#### [Tâches]
1. Répondez à ces questions sur l'article consacré au Brexit, une réponse par ligne, marquée comme la question :
(a) Combien de pages compte l'accord qui acte le divorce ?
(b) De quelle région du Royaume-Uni vient Brian Jones ?
(c) Pour quel type de société travaille-t-il ?
2. Reprenez l'article consacré au Brexit là où il s'arrête et poursuivez-le.

#### [Texte fourni]
'''
Cet article date de plus de trois ans.

Témoignages Le Brexit, un cauchemar, une chance ? Huit Britanniques confient leurs doutes et leurs espoirs sur la sortie de l’Union européenne

Article rédigé par Richard Place
Radio France
Publié Mis à jour
Temps de lecture : 9 min
Huit Britanniques disent au revoir à l'Europe. (RICHARD PLACE / RADIO FRANCE / DR)

Brexiteurs, remainers, de gauche, de droite, d’Ecosse, d’Angleterre, éleveur, avocat, routier, député... Huit Britanniques témoignent sur le Brexit et confient leurs craintes et leurs espoirs à l'heure où le Royaume-Uni divorce de l’Union européenne.

Ce 31 décembre, le Royaume-Uni consomme en un accord de quelque 1 000 pages le divorce qu’il négocie depuis quatre ans avec l’Union européenne. Pour franceinfo, huit Britanniques d’âge, de milieu socio-professionnel et d’orientation politique différents, donnent à entendre un témoignage sur le Brexit tantôt enthousiaste, tantôt angoissé, parfois fataliste, parfois porteur d’espoir ou de tristesse, jamais indifférent.

Brian Jones, chauffeur routier gallois : "Ça va être un cauchemar"

On a beaucoup parlé des embouteillages, des contrôles douaniers et des chauffeurs routiers avant le Brexit. Brian Jones est l’un des principaux concernés puisqu’il passe la majeure partie de son temps au volant de son poids-lourds. Cet habitant du Pays de Galles travaille pour une société française, ce qui l’emmène sur toutes les routes d’Europe. Il redoute les nouvelles formalités douanières et les bouchons qui vont forcément les accompagner.
'''
#### [Données affichées]
'''
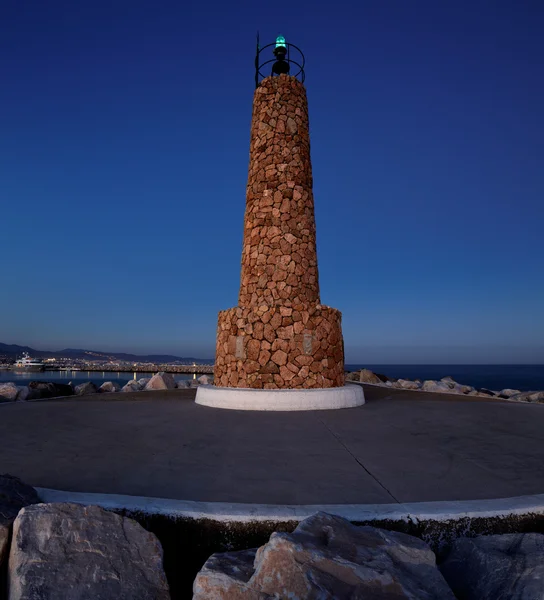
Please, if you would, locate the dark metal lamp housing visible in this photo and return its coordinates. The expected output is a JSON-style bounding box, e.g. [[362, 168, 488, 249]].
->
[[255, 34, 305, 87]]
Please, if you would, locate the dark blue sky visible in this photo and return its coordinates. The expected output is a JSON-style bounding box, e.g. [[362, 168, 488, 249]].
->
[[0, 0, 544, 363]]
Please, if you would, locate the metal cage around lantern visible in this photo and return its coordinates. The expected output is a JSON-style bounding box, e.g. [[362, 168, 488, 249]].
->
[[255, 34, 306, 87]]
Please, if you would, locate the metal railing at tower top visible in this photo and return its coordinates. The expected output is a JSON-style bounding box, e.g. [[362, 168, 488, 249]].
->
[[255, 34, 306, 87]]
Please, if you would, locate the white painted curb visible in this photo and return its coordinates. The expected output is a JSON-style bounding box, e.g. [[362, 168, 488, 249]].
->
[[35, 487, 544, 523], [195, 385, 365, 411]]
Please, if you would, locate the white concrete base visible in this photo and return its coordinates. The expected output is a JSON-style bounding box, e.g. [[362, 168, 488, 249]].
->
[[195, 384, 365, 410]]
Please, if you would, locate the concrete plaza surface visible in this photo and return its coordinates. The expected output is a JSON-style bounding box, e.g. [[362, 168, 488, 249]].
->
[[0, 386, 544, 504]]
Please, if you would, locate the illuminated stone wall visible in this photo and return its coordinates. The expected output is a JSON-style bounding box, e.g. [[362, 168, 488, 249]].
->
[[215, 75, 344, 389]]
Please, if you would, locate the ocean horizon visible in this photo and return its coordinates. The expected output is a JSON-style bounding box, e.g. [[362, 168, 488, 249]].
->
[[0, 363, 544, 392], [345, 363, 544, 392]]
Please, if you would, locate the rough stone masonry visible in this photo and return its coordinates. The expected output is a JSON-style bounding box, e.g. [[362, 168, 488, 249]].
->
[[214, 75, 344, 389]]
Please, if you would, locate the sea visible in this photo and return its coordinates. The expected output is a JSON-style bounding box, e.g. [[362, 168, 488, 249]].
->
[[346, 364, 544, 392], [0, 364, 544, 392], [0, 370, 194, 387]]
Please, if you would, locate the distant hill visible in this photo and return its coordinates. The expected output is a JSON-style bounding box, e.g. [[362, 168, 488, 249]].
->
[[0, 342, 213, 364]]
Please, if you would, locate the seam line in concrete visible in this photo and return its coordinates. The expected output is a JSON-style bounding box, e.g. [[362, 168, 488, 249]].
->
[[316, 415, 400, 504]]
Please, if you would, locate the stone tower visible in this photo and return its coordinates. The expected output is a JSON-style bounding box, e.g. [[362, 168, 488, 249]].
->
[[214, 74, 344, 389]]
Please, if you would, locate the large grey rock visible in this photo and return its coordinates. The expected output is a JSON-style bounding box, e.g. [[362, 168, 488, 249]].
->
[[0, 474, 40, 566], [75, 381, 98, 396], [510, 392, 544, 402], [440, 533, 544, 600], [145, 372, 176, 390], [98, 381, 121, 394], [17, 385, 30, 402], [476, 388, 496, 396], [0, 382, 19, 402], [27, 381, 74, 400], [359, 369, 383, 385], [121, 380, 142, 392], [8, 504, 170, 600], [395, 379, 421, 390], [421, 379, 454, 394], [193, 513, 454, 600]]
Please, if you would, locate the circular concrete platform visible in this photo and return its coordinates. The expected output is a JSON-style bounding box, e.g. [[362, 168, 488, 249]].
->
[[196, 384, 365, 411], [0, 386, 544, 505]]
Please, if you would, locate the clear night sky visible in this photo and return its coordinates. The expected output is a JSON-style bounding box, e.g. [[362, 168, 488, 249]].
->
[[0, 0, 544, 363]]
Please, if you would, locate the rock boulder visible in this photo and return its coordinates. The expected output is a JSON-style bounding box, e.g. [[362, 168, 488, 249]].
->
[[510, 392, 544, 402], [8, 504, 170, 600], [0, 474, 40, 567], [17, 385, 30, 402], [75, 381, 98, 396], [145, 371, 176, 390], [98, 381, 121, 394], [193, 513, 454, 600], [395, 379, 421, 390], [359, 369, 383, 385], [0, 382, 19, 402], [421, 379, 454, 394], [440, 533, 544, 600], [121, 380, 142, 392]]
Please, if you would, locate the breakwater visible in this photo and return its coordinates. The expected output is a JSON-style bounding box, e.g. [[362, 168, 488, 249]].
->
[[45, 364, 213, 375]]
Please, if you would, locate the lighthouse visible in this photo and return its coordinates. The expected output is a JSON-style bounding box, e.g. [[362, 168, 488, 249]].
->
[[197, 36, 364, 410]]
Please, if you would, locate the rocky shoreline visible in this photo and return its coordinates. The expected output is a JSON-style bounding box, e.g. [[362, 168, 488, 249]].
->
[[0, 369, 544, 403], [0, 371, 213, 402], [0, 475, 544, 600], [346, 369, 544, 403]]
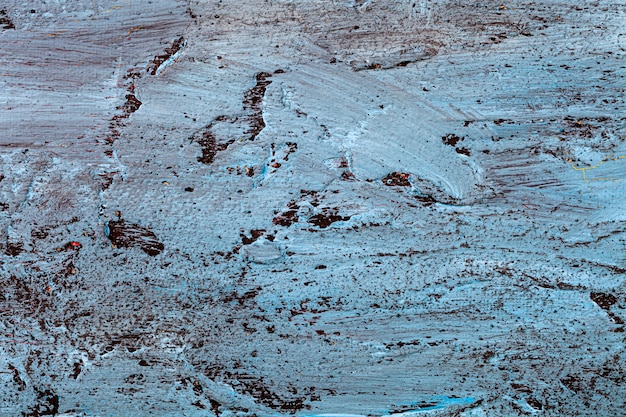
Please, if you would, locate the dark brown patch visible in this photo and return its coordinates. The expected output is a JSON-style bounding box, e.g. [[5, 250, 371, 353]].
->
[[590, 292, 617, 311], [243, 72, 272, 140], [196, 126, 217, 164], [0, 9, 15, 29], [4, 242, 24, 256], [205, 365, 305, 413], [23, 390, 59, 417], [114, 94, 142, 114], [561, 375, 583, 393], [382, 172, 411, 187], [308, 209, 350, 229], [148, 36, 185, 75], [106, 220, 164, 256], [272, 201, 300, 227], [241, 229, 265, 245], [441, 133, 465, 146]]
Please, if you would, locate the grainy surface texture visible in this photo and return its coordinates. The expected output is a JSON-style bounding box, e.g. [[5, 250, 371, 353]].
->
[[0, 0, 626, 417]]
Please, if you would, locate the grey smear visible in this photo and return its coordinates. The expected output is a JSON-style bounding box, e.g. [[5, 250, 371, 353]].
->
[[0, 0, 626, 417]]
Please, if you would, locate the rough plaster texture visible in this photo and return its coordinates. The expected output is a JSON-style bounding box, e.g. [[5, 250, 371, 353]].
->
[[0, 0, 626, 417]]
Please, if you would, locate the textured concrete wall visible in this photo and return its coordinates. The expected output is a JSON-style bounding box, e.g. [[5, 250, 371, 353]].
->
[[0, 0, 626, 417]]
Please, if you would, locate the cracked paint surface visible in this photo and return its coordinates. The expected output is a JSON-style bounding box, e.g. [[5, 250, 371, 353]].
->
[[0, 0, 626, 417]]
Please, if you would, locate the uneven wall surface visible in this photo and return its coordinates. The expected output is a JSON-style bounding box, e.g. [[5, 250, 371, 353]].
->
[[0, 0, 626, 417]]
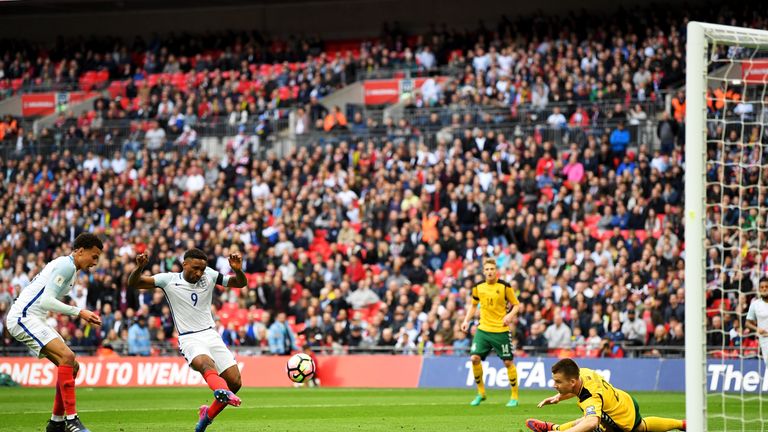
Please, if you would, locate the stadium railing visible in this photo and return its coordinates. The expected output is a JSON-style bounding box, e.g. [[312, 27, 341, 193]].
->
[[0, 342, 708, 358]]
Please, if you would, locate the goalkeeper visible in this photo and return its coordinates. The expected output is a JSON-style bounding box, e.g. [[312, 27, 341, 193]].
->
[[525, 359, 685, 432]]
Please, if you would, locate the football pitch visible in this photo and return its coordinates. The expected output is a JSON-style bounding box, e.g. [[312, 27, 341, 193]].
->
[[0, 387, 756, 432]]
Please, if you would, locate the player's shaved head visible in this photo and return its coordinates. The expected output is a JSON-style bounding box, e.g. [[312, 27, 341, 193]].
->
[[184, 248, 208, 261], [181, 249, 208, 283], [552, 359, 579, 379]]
'''
#### [Réponses]
1.
(a) Quelque 1 000 pages.
(b) Du Pays de Galles.
(c) Une société française.

2.
Brian Jones, chauffeur routier gallois. (RICHARD PLACE / RADIO FRANCE)

"Personne ne sait ce qu’il va se passer et quelle taille feront les files d’attente. Nous sommes tous dans l’obscurité. Cela va être un cauchemar. Je vais être honnête avec vous, j’ai voté pour quitter l’Europe mais si je pouvais, aujourd’hui je voterais pour rester. Je pense que beaucoup de gens ici feraient pareil s’ils avaient une deuxième chance. Quand j’ai décidé de dire oui pour quitter l’Europe… Je crois que c’était parce que… quand vous allez en Allemagne ou que vous chargez votre camion aux Pays-Bas, en Belgique… Vous parlez avec les gens et ils vous disent 'Bruxelles a trop de pouvoir.' Ils font des lois qui ne vont pas à tout le monde dans l’Union européenne. Alors vous vous dîtes 'sortons de là'. Vous écoutez un peu tout le monde, vous lisez… Non mais si j’avais une seconde chance, je dirais : 'restons'."

John Redwood, député conservateur : "Une occasion d'améliorer notre économie et notre société"

John Redwood est conservateur et l’Europe, cela fait longtemps qu’il l’a en horreur. Cet ancien ministre de Margaret Thatcher est pressé de quitter l’UE, pour un futur radieux, selon lui.

John Redwood, député conservateur britannique. (Avec l'aimable autorisation de John Redwood)

"Je pense que nous avons maintenant beaucoup d’opportunités pour améliorer notre économie et notre société en revendiquant nos droits d'adopter nos propres lois et de prendre nos propres décisions, de dépenser notre propre argent pour nos propres priorités, d'élaborer des accords de libre-échange avec d'autres pays du monde où ils le souhaitent. Nous avons de bien meilleures relations commerciales avec les pays en pleine croissance qu'avec l'UE ces dernières années, de toute façon. Les politiques de la pêche et de l'agriculture auront beaucoup plus de sens pour le Royaume-Uni parce que ces industries sont gravement endommagées par la politique agricole commune qui nous a été imposée. Lorsque je regarde dans le passé ce qui s'appelait à l'origine le Marché commun, devenu le marché unique, je pense aussi que ça nous a été préjudiciable."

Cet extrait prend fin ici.